Can you carry on the page below about the Creative Leap-of-Thought (CLoT) project, picking up right after its last line?

::: SOURCE DOCUMENT :::

Creative Leap-of-Thought (CLoT)
Creative Leap-of-Thought, abbreviated as CLoT, is a pioneering project that explores a new ability in large language models (LLMs) known as Leap-of-Thought (LoT). This project stems from a paper that has been officially accepted at the IEEE/CVF Conference on Computer Vision and Pattern Recognition 2024 (CVPR 2024).
Exploring Leap-of-Thought
The fundamental objective of CLoT is to study the LoT ability in multimodal LLMs. Conventional LLMs primarily focus on linear, sequential thinking skills, such as Chain-of-Thought methods. Leap-of-Thought, by contrast, challenges these models to think differently—outside the conventional bounds, offering a new dimension of creative reasoning.
This project uniquely utilizes a humor generation game called Oogiri (大喜利) to assess and develop the Leap-of-Thought capabilities. In Oogiri, participants are required to deliver unexpected, humorous responses to various multimodal inputs. This makes it an ideal setting to exercise the LoT ability, prompting language models to generate innovative and entertaining outputs based on different kinds of information, whether it's Image-to-Text, Text-to-Text, or Image-Text-to-Text scenarios.
Launching CLoT Quickly
For those interested in experimenting with CLoT, the project provides a simple entry point. Users can test CLoT's zero-shot inference capabilities through a provided script. The setup involves the installation of necessary packages and running a straightforward command:
pip install -r requirements.txt
python inference.py
Gradio Web Interface
Additionally, the project offers a user-friendly interface via Gradio, which makes it accessible for those who prefer interacting with the tool in a web environment. This can be initiated with the following command:
python gradio_demo.py
Recent Developments
CLoT has seen significant updates:
- April 13, 2024: A dataset and a checkpoint have been released on ModelScope, providing resources for those who can't access Hugging Face.

::: RECORDED DATA :::

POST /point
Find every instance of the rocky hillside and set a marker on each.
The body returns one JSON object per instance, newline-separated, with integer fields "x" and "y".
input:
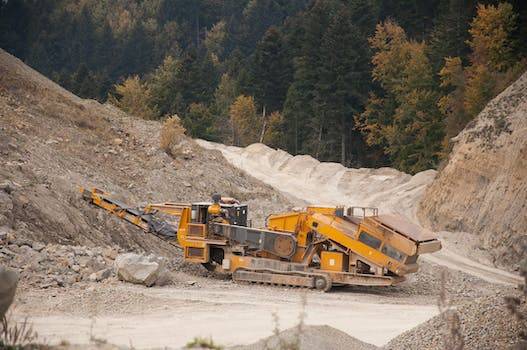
{"x": 52, "y": 142}
{"x": 483, "y": 187}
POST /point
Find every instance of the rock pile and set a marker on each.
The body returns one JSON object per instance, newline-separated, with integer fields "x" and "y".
{"x": 140, "y": 269}
{"x": 486, "y": 323}
{"x": 54, "y": 265}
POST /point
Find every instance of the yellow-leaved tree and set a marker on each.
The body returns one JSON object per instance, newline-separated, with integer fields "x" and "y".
{"x": 494, "y": 64}
{"x": 405, "y": 120}
{"x": 133, "y": 97}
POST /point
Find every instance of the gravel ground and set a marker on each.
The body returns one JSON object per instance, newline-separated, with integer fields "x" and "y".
{"x": 310, "y": 338}
{"x": 485, "y": 324}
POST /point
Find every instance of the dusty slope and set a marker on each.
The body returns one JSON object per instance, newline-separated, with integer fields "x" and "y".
{"x": 51, "y": 141}
{"x": 329, "y": 183}
{"x": 483, "y": 188}
{"x": 310, "y": 338}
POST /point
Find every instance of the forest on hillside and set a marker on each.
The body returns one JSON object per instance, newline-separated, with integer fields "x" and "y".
{"x": 361, "y": 82}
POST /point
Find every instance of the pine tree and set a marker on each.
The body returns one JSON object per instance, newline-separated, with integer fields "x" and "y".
{"x": 199, "y": 122}
{"x": 450, "y": 31}
{"x": 246, "y": 125}
{"x": 452, "y": 104}
{"x": 343, "y": 80}
{"x": 270, "y": 71}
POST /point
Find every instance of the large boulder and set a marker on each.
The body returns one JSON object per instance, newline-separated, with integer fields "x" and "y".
{"x": 140, "y": 269}
{"x": 8, "y": 283}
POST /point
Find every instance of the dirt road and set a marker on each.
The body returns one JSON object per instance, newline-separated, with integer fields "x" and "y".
{"x": 231, "y": 314}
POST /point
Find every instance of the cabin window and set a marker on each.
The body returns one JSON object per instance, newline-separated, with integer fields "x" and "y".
{"x": 392, "y": 252}
{"x": 411, "y": 259}
{"x": 370, "y": 240}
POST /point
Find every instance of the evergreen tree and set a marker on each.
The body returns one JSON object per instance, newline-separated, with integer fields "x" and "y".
{"x": 450, "y": 31}
{"x": 270, "y": 71}
{"x": 342, "y": 88}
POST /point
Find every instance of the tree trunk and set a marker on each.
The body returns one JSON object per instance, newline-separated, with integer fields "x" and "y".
{"x": 319, "y": 142}
{"x": 264, "y": 125}
{"x": 343, "y": 146}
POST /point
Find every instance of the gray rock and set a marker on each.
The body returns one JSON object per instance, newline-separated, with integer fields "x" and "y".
{"x": 100, "y": 275}
{"x": 139, "y": 269}
{"x": 8, "y": 283}
{"x": 38, "y": 246}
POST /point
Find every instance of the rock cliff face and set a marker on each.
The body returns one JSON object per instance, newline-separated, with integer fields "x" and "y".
{"x": 483, "y": 187}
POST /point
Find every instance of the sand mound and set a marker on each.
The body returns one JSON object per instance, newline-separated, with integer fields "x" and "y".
{"x": 483, "y": 188}
{"x": 328, "y": 183}
{"x": 311, "y": 338}
{"x": 51, "y": 142}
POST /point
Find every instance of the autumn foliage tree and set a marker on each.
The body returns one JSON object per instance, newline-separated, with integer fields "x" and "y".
{"x": 134, "y": 97}
{"x": 493, "y": 65}
{"x": 246, "y": 125}
{"x": 405, "y": 119}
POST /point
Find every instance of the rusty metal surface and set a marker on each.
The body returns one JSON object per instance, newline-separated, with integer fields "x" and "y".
{"x": 274, "y": 278}
{"x": 406, "y": 228}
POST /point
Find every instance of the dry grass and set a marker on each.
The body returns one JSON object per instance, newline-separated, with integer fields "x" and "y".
{"x": 170, "y": 133}
{"x": 295, "y": 342}
{"x": 453, "y": 339}
{"x": 203, "y": 343}
{"x": 15, "y": 335}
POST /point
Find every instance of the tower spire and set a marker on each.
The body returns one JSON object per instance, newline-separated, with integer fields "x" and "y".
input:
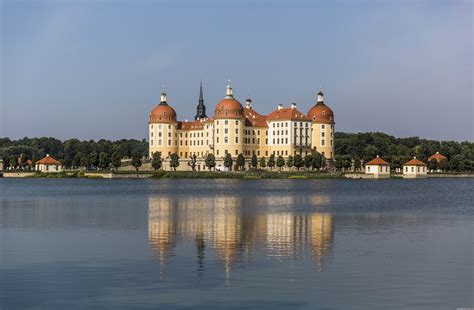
{"x": 201, "y": 108}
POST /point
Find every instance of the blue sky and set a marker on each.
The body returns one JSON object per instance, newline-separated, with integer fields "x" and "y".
{"x": 94, "y": 69}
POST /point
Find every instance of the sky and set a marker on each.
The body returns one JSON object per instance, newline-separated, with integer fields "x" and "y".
{"x": 94, "y": 69}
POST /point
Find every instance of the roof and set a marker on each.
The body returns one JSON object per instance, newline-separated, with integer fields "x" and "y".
{"x": 414, "y": 162}
{"x": 321, "y": 113}
{"x": 378, "y": 161}
{"x": 287, "y": 114}
{"x": 48, "y": 160}
{"x": 254, "y": 119}
{"x": 194, "y": 125}
{"x": 437, "y": 156}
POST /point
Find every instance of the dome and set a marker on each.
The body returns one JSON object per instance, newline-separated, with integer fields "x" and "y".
{"x": 163, "y": 113}
{"x": 321, "y": 113}
{"x": 229, "y": 108}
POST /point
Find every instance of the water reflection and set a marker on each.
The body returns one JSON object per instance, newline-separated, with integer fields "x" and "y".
{"x": 231, "y": 230}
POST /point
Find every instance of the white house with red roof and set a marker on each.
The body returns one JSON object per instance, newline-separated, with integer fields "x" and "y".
{"x": 48, "y": 164}
{"x": 378, "y": 168}
{"x": 415, "y": 169}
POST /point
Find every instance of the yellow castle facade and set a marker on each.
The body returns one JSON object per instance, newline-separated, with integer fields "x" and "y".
{"x": 234, "y": 129}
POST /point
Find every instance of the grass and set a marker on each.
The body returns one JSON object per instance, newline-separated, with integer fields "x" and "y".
{"x": 252, "y": 175}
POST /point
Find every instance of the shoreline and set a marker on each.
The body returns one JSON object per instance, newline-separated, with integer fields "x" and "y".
{"x": 245, "y": 175}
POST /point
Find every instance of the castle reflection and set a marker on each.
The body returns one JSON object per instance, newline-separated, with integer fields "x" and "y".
{"x": 232, "y": 229}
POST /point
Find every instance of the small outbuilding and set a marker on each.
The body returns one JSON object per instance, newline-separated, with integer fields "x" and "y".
{"x": 48, "y": 164}
{"x": 378, "y": 168}
{"x": 415, "y": 169}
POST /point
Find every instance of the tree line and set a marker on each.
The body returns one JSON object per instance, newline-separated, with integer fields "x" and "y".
{"x": 72, "y": 153}
{"x": 351, "y": 149}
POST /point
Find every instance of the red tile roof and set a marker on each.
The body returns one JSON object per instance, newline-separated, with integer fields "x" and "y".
{"x": 287, "y": 114}
{"x": 254, "y": 119}
{"x": 437, "y": 156}
{"x": 48, "y": 160}
{"x": 414, "y": 162}
{"x": 378, "y": 161}
{"x": 195, "y": 125}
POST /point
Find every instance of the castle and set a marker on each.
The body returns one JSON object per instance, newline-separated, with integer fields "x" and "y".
{"x": 234, "y": 129}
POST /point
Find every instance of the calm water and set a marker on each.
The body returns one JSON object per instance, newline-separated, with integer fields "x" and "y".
{"x": 213, "y": 244}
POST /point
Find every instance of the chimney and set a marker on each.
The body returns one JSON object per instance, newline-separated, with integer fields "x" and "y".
{"x": 248, "y": 103}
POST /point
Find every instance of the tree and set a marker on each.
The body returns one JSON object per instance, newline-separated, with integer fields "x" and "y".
{"x": 357, "y": 164}
{"x": 84, "y": 161}
{"x": 254, "y": 161}
{"x": 76, "y": 161}
{"x": 210, "y": 161}
{"x": 22, "y": 161}
{"x": 104, "y": 160}
{"x": 263, "y": 164}
{"x": 136, "y": 160}
{"x": 433, "y": 164}
{"x": 308, "y": 161}
{"x": 338, "y": 162}
{"x": 298, "y": 162}
{"x": 290, "y": 162}
{"x": 94, "y": 159}
{"x": 241, "y": 161}
{"x": 317, "y": 157}
{"x": 117, "y": 160}
{"x": 174, "y": 161}
{"x": 228, "y": 161}
{"x": 280, "y": 162}
{"x": 156, "y": 160}
{"x": 192, "y": 162}
{"x": 271, "y": 161}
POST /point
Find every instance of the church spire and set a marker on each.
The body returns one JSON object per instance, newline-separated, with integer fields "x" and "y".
{"x": 201, "y": 108}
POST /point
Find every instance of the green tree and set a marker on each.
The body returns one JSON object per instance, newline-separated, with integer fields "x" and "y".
{"x": 271, "y": 161}
{"x": 192, "y": 162}
{"x": 240, "y": 161}
{"x": 76, "y": 161}
{"x": 228, "y": 161}
{"x": 290, "y": 162}
{"x": 280, "y": 162}
{"x": 117, "y": 160}
{"x": 84, "y": 161}
{"x": 136, "y": 160}
{"x": 156, "y": 160}
{"x": 357, "y": 164}
{"x": 309, "y": 161}
{"x": 104, "y": 160}
{"x": 254, "y": 161}
{"x": 210, "y": 161}
{"x": 174, "y": 161}
{"x": 94, "y": 159}
{"x": 298, "y": 162}
{"x": 433, "y": 164}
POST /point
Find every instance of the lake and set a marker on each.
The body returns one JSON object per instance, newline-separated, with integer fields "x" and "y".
{"x": 236, "y": 244}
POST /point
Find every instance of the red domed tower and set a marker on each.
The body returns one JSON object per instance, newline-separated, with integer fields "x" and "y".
{"x": 322, "y": 132}
{"x": 163, "y": 129}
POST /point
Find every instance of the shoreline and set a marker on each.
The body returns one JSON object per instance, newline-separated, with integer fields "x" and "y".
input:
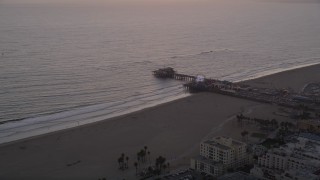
{"x": 20, "y": 136}
{"x": 173, "y": 130}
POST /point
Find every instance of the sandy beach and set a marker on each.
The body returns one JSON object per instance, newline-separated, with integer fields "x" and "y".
{"x": 173, "y": 130}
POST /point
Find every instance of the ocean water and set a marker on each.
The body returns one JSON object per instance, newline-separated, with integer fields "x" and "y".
{"x": 66, "y": 65}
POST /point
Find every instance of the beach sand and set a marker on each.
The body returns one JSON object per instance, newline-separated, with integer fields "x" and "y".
{"x": 173, "y": 130}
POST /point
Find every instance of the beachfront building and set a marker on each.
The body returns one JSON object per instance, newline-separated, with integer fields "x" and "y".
{"x": 219, "y": 154}
{"x": 309, "y": 125}
{"x": 301, "y": 155}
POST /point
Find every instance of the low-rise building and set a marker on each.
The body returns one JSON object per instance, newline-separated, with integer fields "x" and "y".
{"x": 219, "y": 154}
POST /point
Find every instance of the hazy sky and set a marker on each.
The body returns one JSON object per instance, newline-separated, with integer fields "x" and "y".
{"x": 93, "y": 1}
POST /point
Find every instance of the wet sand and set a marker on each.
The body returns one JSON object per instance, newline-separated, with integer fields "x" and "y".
{"x": 173, "y": 130}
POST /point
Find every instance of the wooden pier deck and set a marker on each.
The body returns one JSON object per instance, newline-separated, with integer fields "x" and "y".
{"x": 273, "y": 96}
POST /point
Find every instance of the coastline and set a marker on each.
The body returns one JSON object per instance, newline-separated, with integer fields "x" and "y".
{"x": 173, "y": 129}
{"x": 64, "y": 123}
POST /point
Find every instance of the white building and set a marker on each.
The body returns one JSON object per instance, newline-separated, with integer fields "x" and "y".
{"x": 302, "y": 155}
{"x": 219, "y": 154}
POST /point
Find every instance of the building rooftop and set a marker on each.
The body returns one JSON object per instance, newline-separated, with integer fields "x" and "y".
{"x": 310, "y": 136}
{"x": 216, "y": 144}
{"x": 237, "y": 176}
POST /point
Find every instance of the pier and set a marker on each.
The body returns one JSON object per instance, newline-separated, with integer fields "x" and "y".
{"x": 280, "y": 97}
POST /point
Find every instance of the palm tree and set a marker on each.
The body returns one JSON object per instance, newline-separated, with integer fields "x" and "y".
{"x": 244, "y": 133}
{"x": 127, "y": 159}
{"x": 149, "y": 156}
{"x": 136, "y": 166}
{"x": 164, "y": 168}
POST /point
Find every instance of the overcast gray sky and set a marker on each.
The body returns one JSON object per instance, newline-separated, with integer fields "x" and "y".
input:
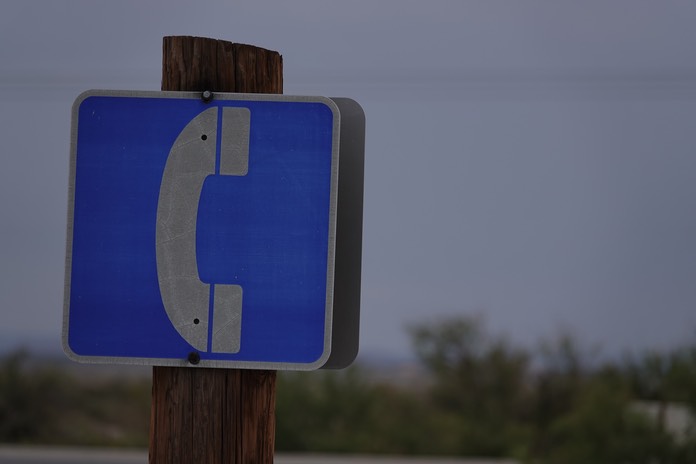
{"x": 531, "y": 161}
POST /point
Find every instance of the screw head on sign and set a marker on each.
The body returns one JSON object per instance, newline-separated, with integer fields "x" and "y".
{"x": 194, "y": 358}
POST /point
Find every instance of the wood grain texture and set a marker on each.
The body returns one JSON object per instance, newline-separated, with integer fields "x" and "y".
{"x": 214, "y": 415}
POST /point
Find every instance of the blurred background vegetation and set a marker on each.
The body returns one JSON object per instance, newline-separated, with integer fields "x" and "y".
{"x": 468, "y": 393}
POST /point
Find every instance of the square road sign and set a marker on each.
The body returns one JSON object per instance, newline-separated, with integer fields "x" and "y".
{"x": 223, "y": 233}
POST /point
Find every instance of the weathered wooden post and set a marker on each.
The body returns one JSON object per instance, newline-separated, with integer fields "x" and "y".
{"x": 281, "y": 231}
{"x": 214, "y": 415}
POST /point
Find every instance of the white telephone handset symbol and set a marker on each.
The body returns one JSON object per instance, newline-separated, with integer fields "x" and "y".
{"x": 185, "y": 297}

:::

## TASK ANSWER:
- March 16, 2024: The same dataset and checkpoint were made available on Hugging Face.
- December 6, 2023: The project launched its official project page, featuring more detailed information and examples.
- December 5, 2023: The project's foundational paper was released on arXiv.
Planned Enhancements
CLoT's development checklist includes the successful completion of several components such as the project webpage, the preprint paper release, and making datasets and code available for public use.
Recognition
For those referencing this work, here is the citation format:
@misc{zhong2023clot,
title={Let's Think Outside the Box: Exploring Leap-of-Thought in Large Language Models with Creative Humor Generation},
author={Zhong, Shanshan and Huang, Zhongzhan and Gao, Shanghua and Wen, Weushao and Lin, Liang and Zitnik, Marinka and Zhou, Pan},
journal={arXiv preprint arXiv:2312.02439},
year={2023}
}
The CLoT project represents an exciting frontier in artificial intelligence, pushing the boundaries of how machines can think creatively and humorously, and expanding the landscape of LLM capabilities beyond traditional linear reasoning.